- _FRAGMENTO DEL TEXTO_:
Es enero y sopla el Sudeste. Tan mío, tan del Bajo, tan sanisidrense. Trae con su ruido a sauces despeinados un montón de recuerdos. La casa de mis abuelos. Estaba ahí arriba, en lo alto de la barranca. Y en los largos atardeceres de verano unos cuántos se juntaban bajo el palo borracho del jardín a hacer tertulia. Los protagonistas eran muchos. Un gran banco de hierro, las Clivias naranjas bajo dos enormes casuarinas, una Strelitzia puntiaguda, mi abuelo regando, mi abuelo yendo y viniendo del mueble-bar a preparar tragos, el círculo de lajas que lastimaban si te caías, mi abuela Lela, los nietos y los mosquitos, un espiral que no servía para nada, mis tías y tíos, mi tía abuela Manena, algún pariente de otro pariente, Arturo, un amigo estrafalario de mi abuelo tan solterón como Manena. Todos hablaban gritando -costumbre de mi familia paterna- y a las voces se las llevaba el viento. Nadie escuchaba a nadie, sólo a un tío loco igual a Don Quijote que no paraba de hacer reír a todos con sus tonterías. Creo que tomaban Campari. Y Gancia y whisky. Y las tertulias duraban desde el momento en que se ponía el sol hasta que la noche se llenaba de estrellas. El Sudeste empezaba a soplar en el exacto momento en que oscurecía, y por arte de magia aplacaba el canto estridente de las chicharras, que no habían parado en todo el día. A mí me daba miedo que con tanto viento se cayeran los pájaros de los nidos. Esto era un secreto: jamás se lo conté a nadie. Jugaba con mis primos, cuidaba a mis hermanos menores y me atiborraba de papas fritas, pero tenía el corazón en vilo y en silencio rogaba al Sudeste Por favor Por favor Por favor que no arrancara pichones de sus nidos.

- _MATERIAL DE TRABAJO_:
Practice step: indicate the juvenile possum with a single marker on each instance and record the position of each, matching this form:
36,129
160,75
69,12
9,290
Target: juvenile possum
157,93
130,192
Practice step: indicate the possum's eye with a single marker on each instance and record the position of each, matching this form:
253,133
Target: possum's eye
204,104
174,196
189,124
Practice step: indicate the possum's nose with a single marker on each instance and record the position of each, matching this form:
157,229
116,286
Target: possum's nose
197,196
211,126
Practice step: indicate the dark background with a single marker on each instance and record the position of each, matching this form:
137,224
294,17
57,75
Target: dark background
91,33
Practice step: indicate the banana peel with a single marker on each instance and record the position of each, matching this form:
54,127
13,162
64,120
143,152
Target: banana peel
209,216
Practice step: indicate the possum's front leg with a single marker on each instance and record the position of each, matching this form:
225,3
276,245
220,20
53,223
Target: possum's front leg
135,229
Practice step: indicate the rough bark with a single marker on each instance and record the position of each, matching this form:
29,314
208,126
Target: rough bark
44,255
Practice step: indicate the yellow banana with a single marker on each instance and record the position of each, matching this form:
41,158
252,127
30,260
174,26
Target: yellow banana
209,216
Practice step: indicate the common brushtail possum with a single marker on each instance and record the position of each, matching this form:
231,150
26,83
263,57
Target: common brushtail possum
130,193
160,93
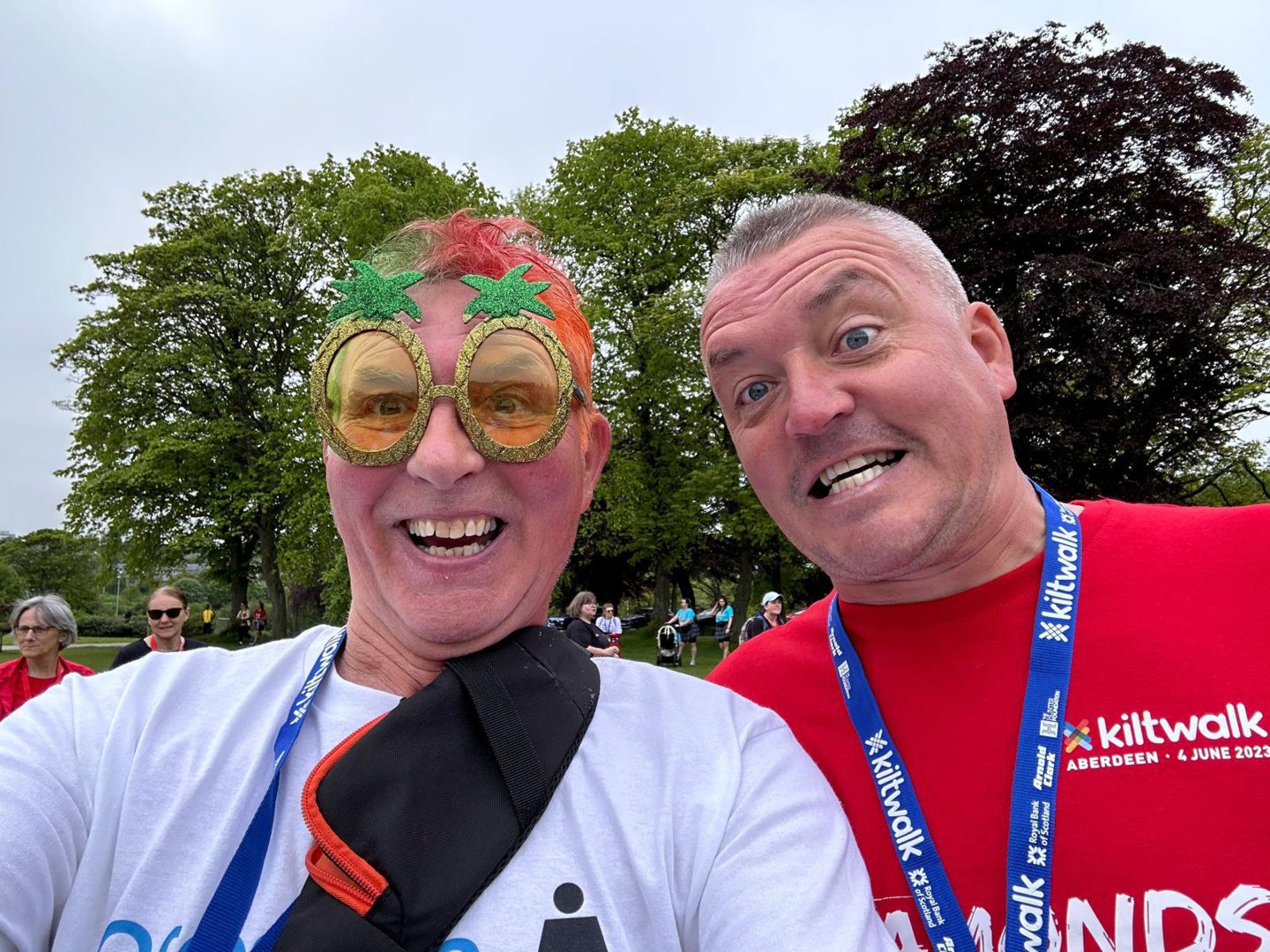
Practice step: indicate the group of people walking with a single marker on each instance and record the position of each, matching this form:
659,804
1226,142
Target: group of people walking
456,778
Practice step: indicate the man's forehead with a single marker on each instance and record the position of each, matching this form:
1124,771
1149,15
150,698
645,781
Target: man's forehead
830,258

- _QUÉ HACER_:
1. Enumera todas las plantas y árboles que se nombran en el fragmento sobre el Sudeste.
2. Localiza en los registros cada línea que contenga la palabra "peel" y cópiala.

- _RESPUESTAS_:
1.
- sauces
- palo borracho
- Clivias naranjas
- casuarinas
- Strelitzia

2.
Practice step: indicate the banana peel with a single marker on each instance and record the position of each, matching this form:
Target: banana peel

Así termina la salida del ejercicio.